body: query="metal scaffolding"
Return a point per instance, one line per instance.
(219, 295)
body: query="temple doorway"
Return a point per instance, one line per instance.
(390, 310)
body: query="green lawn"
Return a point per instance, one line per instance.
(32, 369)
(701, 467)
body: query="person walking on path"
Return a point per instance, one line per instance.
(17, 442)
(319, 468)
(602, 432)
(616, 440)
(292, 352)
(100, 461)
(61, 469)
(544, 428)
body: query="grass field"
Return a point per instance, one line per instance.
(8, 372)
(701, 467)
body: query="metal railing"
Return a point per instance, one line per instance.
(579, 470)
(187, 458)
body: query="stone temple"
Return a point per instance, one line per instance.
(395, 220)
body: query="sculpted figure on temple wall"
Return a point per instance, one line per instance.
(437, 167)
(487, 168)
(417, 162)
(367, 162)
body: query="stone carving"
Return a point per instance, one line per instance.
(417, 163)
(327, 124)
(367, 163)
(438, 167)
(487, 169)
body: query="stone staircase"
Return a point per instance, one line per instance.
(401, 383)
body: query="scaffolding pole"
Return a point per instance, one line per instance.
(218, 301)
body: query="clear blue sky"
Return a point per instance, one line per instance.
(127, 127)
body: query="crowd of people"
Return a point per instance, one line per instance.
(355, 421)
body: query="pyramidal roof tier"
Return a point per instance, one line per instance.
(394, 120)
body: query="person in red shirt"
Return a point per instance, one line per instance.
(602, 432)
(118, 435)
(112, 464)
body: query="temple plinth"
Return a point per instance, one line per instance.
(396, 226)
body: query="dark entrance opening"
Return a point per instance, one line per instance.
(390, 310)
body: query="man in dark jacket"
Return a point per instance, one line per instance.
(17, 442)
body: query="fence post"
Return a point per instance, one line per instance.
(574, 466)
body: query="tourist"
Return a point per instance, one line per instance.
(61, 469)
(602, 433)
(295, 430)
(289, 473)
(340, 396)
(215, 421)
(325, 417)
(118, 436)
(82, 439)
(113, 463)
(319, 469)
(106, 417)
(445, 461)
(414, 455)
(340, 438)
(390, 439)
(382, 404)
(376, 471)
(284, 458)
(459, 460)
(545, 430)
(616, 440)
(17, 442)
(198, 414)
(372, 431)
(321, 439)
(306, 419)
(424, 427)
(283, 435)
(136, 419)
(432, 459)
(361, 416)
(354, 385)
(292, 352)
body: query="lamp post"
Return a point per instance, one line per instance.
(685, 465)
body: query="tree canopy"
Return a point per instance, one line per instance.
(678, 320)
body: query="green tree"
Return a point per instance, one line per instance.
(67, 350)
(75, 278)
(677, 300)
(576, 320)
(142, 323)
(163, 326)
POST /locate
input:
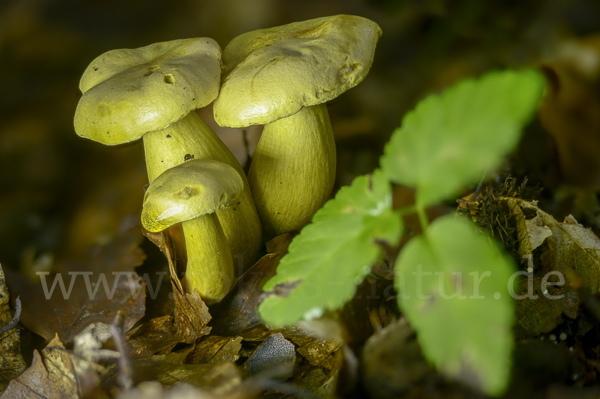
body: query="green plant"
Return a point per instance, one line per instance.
(451, 281)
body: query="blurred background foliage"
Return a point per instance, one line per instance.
(60, 194)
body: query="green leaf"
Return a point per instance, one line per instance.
(451, 140)
(453, 289)
(335, 252)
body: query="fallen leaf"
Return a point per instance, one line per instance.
(92, 290)
(215, 349)
(191, 313)
(34, 383)
(531, 233)
(237, 312)
(11, 360)
(154, 336)
(61, 371)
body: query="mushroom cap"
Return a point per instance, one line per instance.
(272, 73)
(190, 190)
(127, 93)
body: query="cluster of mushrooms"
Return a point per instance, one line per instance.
(278, 77)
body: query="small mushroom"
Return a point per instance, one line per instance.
(281, 77)
(152, 92)
(190, 194)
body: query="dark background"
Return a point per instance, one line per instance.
(60, 194)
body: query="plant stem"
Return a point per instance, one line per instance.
(293, 170)
(191, 138)
(210, 264)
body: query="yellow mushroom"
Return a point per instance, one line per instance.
(190, 194)
(152, 92)
(281, 77)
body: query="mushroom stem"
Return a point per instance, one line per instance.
(191, 138)
(293, 170)
(210, 264)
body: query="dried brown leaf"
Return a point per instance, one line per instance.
(34, 383)
(531, 233)
(96, 288)
(11, 360)
(154, 336)
(61, 371)
(191, 313)
(537, 314)
(215, 349)
(237, 312)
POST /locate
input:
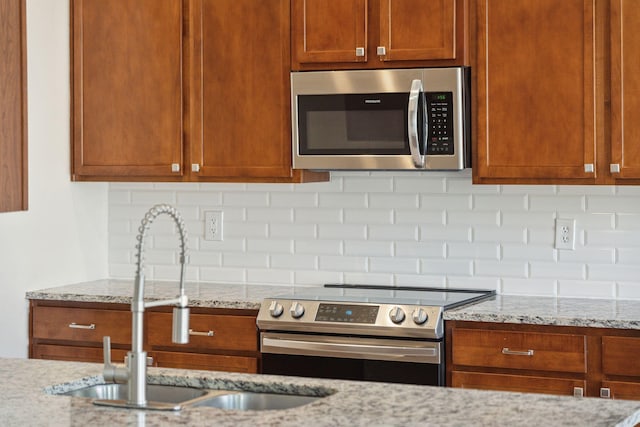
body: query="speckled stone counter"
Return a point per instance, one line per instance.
++++++
(YOUR GOAL): Print the full listing exactly, dropping the pictures.

(WRITTEN RESPONSE):
body: query="metal scaffolding"
Return a point per instance, one line per instance.
(219, 295)
body: query="temple doorway"
Return a point per instance, one line per instance.
(390, 310)
body: query="green lawn"
Return a point per instance, one line per instance.
(32, 369)
(701, 467)
body: query="person walking on path"
Return a point per instance, one line per instance.
(17, 442)
(319, 468)
(602, 432)
(616, 440)
(292, 352)
(100, 461)
(61, 469)
(544, 428)
body: query="grass field"
Return a point per instance, one line per instance.
(8, 372)
(701, 467)
body: query="metal railing"
Return a point per instance, one line per instance.
(579, 470)
(187, 458)
body: query="stone temple"
Return a point per instance, one line per instance.
(395, 220)
body: query="sculpted figure on temple wall"
Return a point per instance, one line per instance.
(437, 167)
(487, 168)
(417, 162)
(367, 162)
body: query="stone carving"
Return a point per instance, one line per instance.
(417, 163)
(327, 124)
(367, 163)
(438, 167)
(487, 169)
body: query="stone staircase"
Return a point per instance, one line per instance.
(401, 383)
body: query="scaffolding pole"
Return a point per instance, one line per instance.
(218, 301)
body: query="clear blue sky"
Return a point per instance, one line per instance.
(127, 127)
body: query="crowd of people"
Return a point per instance, one line per instance.
(355, 421)
body: query="pyramidal roof tier"
Return a point per instance, one line per instance.
(394, 120)
body: query="person in red shirt"
Return a point per instance, one line per instance.
(602, 432)
(118, 435)
(112, 464)
body: query="temple plinth"
Return a point per instance, one line per instance.
(396, 226)
body: query="dark entrance opening"
Return a point per instance, one line per instance.
(390, 310)
body: query="man in dark jacket"
Return a point per instance, one line per instance.
(17, 442)
body: query="fence post"
Return a point per instance, one line per instance.
(574, 466)
body: query="tourist"
Return a point per instance, one line per instance.
(61, 469)
(602, 433)
(295, 430)
(289, 473)
(340, 396)
(215, 421)
(325, 417)
(118, 436)
(82, 439)
(113, 463)
(319, 469)
(106, 417)
(445, 461)
(414, 455)
(340, 438)
(390, 439)
(382, 404)
(376, 471)
(284, 458)
(459, 460)
(545, 430)
(616, 440)
(17, 442)
(198, 414)
(372, 431)
(321, 439)
(306, 419)
(424, 427)
(283, 435)
(136, 419)
(432, 459)
(361, 416)
(354, 385)
(292, 352)
body: query="lamp post"
Return a point per instance, one line per instance.
(685, 465)
body: query="tree canopy"
Return a point per instance, one line per instance.
(678, 320)
body: query="green tree"
Return a point per instance, one line per instance.
(67, 350)
(75, 278)
(677, 300)
(576, 320)
(142, 323)
(163, 326)
POST /locate
input:
body: query="green plant"
Return a point per instance, one line per instance.
(451, 281)
body: query="blurred background foliage"
Return a point per instance, one line per instance.
(60, 194)
body: query="green leaf"
Return a point per instance, one line per instance.
(451, 140)
(453, 289)
(335, 252)
body: query="fallen leaf"
Return a point per instance, one line per instance.
(92, 290)
(215, 349)
(191, 313)
(34, 383)
(531, 233)
(237, 312)
(11, 360)
(154, 336)
(61, 371)
body: query="mushroom cap"
Return a point per instance, one line per instance.
(272, 73)
(190, 190)
(127, 93)
body: query="cluster of mushrooms"
Return a point per instance, one line per instance.
(278, 77)
body: query="small mushroom"
Return a point per instance, one line per instance.
(281, 77)
(152, 92)
(190, 194)
body: query="dark background"
Return a point per instance, one line per instance.
(60, 194)
body: query="plant stem"
Return a point per instance, one line per instance.
(293, 170)
(191, 138)
(210, 264)
body: query="yellow mushroom"
Return a point per instance, one line per instance.
(190, 194)
(152, 92)
(281, 77)
body: query="mushroom stem"
Return a point per instance, one line per instance.
(191, 138)
(293, 170)
(210, 264)
body: query="dried brown leaf"
Return a point per instance, one line per instance.
(34, 383)
(531, 233)
(96, 288)
(11, 360)
(154, 336)
(61, 371)
(191, 313)
(537, 314)
(215, 349)
(237, 312)
POST /locate
input:
body: query="speckled stone counter"
Return a point per instance, one line per instance.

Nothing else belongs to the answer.